Quote the rows verbatim, from the line with "Look at the photo above. For every instance of the blossom" to the line with "pixel 212 135", both included.

━━ Record set

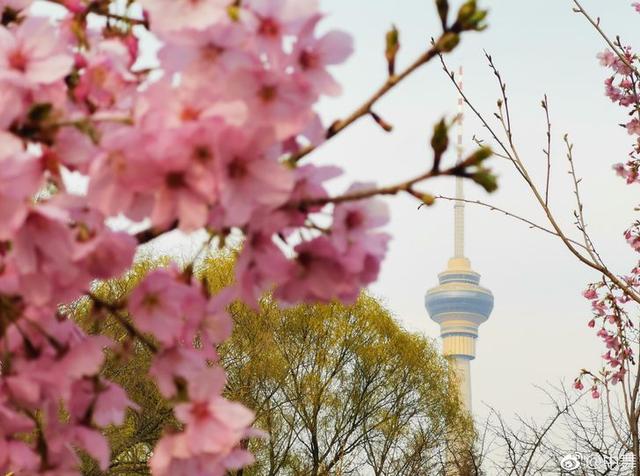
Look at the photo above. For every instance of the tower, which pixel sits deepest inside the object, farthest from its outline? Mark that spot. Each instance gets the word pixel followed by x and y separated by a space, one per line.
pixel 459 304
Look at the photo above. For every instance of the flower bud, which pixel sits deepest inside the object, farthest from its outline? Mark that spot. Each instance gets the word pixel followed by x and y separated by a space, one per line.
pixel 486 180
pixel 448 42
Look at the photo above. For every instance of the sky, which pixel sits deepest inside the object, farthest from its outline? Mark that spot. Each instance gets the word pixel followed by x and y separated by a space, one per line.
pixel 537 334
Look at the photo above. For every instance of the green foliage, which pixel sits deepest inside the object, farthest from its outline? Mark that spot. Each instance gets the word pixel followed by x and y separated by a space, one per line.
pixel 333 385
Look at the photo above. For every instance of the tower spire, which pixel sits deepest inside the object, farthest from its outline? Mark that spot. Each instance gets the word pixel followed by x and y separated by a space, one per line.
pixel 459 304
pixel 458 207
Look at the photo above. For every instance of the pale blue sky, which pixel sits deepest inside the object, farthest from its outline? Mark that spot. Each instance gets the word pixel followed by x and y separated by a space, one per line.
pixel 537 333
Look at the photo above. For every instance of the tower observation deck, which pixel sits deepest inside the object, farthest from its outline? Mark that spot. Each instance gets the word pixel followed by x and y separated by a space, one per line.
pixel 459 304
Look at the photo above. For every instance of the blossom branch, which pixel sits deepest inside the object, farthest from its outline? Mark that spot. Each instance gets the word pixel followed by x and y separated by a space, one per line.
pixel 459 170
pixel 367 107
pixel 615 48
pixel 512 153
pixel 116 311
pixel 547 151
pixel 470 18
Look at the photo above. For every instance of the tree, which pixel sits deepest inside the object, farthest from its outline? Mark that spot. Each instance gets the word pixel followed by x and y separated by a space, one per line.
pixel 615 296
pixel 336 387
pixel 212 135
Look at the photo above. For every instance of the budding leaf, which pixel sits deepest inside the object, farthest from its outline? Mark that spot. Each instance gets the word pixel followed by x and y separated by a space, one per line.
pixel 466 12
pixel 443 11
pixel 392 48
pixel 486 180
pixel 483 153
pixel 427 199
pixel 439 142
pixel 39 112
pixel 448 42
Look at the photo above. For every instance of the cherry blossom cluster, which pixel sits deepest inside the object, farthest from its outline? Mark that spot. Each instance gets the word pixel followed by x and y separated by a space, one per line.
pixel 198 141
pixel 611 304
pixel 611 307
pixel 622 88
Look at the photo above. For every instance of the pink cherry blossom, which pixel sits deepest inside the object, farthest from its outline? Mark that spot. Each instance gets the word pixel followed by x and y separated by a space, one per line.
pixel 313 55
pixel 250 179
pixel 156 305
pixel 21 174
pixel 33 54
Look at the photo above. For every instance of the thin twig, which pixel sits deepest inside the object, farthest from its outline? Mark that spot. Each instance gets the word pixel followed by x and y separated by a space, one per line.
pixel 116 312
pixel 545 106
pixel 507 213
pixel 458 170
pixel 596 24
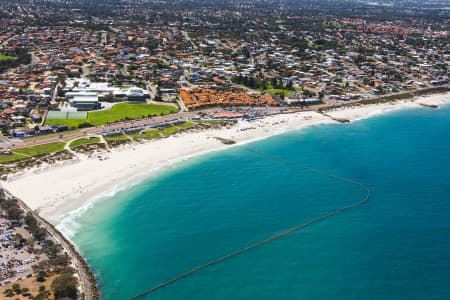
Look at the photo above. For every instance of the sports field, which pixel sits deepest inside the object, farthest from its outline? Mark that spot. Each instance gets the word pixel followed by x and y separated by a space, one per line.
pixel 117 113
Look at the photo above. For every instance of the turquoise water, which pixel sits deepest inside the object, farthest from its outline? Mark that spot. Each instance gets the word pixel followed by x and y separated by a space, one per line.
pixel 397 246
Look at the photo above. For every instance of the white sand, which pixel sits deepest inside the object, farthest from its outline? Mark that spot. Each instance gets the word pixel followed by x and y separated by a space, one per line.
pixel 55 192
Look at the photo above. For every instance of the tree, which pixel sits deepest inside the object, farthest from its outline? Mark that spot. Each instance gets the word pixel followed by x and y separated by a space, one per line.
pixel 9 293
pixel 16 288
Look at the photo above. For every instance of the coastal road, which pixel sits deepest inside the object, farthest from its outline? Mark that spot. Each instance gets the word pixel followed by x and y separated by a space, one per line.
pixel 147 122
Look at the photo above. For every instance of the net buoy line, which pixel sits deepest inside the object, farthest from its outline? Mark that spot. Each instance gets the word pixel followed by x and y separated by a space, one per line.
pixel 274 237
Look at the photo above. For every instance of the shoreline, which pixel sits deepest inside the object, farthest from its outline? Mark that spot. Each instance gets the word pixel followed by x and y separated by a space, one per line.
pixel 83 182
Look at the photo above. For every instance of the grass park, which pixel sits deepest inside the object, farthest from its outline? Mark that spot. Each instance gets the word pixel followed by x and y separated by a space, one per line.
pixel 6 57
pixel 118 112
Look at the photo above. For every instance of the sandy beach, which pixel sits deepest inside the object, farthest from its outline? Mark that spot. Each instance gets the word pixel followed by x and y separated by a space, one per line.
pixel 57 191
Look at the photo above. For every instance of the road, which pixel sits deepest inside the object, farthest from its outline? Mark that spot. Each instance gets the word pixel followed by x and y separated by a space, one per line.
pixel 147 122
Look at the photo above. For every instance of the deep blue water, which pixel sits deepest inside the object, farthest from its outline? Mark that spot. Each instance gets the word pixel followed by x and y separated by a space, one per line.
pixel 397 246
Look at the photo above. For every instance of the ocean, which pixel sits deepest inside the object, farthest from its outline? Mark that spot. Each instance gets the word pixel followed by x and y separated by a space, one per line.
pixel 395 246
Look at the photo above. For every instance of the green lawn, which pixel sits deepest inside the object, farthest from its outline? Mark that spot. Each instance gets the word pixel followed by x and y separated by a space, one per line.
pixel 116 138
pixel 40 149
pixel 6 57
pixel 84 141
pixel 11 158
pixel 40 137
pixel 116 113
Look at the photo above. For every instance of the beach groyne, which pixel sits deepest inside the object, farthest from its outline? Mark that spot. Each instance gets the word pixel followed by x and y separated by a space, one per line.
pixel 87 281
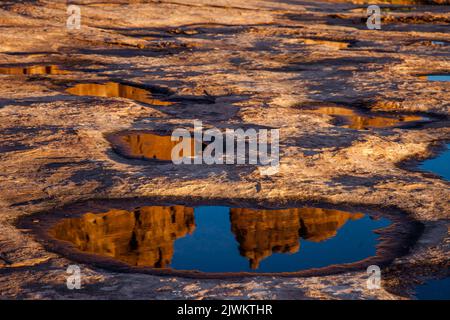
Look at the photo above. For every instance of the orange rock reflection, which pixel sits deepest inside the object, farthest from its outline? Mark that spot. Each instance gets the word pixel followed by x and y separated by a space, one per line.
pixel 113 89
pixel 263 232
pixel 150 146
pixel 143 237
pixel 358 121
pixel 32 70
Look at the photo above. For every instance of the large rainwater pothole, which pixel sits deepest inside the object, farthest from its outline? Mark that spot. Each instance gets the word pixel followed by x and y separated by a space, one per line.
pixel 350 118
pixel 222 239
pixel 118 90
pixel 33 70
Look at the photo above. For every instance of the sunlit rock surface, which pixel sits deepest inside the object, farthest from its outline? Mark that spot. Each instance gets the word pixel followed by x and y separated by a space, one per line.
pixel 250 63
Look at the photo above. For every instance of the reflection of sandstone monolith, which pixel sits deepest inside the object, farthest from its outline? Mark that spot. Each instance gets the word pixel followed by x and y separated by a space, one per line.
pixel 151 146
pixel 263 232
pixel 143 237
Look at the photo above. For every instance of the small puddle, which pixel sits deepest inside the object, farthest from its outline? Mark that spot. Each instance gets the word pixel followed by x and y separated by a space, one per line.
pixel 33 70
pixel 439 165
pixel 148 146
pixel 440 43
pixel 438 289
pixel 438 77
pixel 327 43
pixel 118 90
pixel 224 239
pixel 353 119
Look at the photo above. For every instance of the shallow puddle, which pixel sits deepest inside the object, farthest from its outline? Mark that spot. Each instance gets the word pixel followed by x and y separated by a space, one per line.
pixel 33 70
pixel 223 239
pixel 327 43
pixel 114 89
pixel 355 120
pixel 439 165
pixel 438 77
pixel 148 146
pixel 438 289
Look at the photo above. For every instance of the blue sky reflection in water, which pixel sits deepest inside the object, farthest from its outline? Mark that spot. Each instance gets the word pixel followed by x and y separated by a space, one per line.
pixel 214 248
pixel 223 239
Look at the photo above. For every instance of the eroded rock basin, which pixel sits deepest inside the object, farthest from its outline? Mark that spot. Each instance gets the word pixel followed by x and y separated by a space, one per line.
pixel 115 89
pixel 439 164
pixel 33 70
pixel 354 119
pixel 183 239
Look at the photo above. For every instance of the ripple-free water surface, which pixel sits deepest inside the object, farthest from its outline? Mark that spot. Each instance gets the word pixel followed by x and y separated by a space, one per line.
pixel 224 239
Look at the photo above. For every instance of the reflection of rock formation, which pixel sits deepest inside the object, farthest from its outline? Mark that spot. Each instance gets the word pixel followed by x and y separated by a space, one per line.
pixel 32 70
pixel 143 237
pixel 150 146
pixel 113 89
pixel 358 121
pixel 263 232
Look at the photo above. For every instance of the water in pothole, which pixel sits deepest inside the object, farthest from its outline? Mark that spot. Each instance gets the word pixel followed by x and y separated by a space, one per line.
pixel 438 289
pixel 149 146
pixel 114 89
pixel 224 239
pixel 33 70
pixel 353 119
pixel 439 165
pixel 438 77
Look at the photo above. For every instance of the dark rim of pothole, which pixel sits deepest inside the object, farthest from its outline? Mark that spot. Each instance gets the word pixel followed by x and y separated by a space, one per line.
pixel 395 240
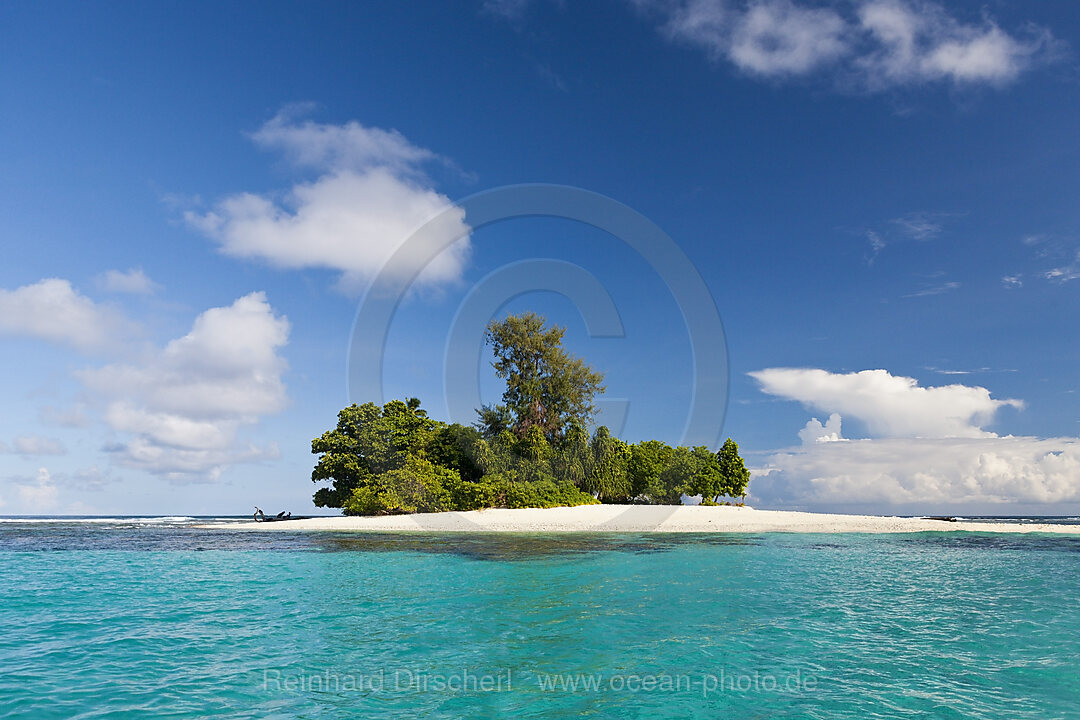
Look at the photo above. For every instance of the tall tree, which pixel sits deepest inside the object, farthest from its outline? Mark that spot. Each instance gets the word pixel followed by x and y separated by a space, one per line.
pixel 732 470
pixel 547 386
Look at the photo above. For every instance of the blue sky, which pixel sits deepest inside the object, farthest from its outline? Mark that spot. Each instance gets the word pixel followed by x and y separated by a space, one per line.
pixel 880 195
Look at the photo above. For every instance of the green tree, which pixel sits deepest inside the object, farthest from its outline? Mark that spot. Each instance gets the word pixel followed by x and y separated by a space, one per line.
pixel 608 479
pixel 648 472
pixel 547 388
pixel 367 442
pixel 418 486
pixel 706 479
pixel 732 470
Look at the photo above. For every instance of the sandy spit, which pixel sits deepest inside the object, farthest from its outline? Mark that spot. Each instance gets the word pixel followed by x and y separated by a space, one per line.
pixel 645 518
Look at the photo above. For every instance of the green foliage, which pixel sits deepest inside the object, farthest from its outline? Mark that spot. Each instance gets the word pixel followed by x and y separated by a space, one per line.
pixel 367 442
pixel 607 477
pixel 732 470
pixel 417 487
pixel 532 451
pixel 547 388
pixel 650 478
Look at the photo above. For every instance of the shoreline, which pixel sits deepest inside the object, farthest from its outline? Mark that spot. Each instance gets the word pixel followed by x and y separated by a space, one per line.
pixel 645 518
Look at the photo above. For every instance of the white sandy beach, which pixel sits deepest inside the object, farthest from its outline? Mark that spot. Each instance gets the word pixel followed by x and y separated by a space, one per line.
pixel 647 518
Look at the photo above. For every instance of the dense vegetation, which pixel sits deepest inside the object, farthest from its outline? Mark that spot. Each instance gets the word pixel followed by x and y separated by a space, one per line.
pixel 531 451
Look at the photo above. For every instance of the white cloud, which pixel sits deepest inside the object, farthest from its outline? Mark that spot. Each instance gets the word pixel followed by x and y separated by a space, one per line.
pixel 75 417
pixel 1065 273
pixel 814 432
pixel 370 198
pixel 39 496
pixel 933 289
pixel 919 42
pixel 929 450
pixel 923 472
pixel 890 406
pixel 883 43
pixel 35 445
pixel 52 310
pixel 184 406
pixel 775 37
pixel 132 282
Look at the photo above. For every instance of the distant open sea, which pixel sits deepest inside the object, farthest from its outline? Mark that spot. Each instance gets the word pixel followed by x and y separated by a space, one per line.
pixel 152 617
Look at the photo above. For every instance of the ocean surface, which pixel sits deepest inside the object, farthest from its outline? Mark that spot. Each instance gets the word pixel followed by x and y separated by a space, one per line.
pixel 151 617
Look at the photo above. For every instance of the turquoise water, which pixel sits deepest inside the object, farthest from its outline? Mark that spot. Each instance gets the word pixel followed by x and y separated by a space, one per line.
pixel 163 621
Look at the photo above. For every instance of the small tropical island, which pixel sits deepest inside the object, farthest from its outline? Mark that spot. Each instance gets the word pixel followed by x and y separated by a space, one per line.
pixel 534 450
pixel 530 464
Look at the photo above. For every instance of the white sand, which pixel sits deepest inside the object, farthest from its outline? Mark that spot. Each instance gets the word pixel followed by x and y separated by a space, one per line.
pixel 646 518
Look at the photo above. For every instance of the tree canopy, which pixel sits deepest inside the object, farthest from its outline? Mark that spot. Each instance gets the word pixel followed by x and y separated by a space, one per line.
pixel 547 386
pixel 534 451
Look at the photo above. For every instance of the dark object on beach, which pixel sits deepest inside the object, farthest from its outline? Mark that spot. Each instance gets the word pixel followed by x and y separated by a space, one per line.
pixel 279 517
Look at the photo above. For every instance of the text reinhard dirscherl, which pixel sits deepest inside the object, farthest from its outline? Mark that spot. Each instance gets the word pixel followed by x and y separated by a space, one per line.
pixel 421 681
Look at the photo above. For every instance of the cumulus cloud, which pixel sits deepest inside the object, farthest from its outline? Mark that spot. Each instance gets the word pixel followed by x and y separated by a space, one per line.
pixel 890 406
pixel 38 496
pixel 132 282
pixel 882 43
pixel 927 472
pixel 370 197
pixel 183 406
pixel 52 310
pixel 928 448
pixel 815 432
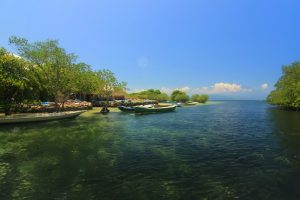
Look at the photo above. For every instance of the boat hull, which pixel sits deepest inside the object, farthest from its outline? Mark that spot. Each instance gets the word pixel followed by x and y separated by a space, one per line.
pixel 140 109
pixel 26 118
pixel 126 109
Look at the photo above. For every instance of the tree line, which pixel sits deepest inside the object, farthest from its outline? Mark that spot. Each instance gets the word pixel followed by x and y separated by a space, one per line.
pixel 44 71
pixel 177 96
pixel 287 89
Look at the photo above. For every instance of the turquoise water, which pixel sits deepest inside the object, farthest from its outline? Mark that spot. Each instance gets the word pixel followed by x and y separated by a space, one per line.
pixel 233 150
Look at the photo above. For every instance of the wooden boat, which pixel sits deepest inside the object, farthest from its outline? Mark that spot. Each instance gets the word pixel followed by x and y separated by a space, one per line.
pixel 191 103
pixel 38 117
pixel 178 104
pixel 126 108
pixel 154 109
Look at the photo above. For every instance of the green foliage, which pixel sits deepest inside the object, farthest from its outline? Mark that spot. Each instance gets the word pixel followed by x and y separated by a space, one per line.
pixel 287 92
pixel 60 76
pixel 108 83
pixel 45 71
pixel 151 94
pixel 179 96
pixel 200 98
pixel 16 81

━━━━

Solution:
Look at the photo above. For every instance of the blossom branch, which pixel sits deepest inside the object, farthest from its outline? Mark that spot. Each instance gets the word pixel followed by x and y separated by a space, one per line.
pixel 459 170
pixel 367 107
pixel 615 48
pixel 512 153
pixel 116 311
pixel 547 151
pixel 470 18
Look at the photo above. For every instance of the tree, which pixel sits deepest inside the object, farthest from its outline? Mark that spot. Each instance gets the word pixel followed by x and y separated by a space, one per line.
pixel 615 296
pixel 336 387
pixel 212 135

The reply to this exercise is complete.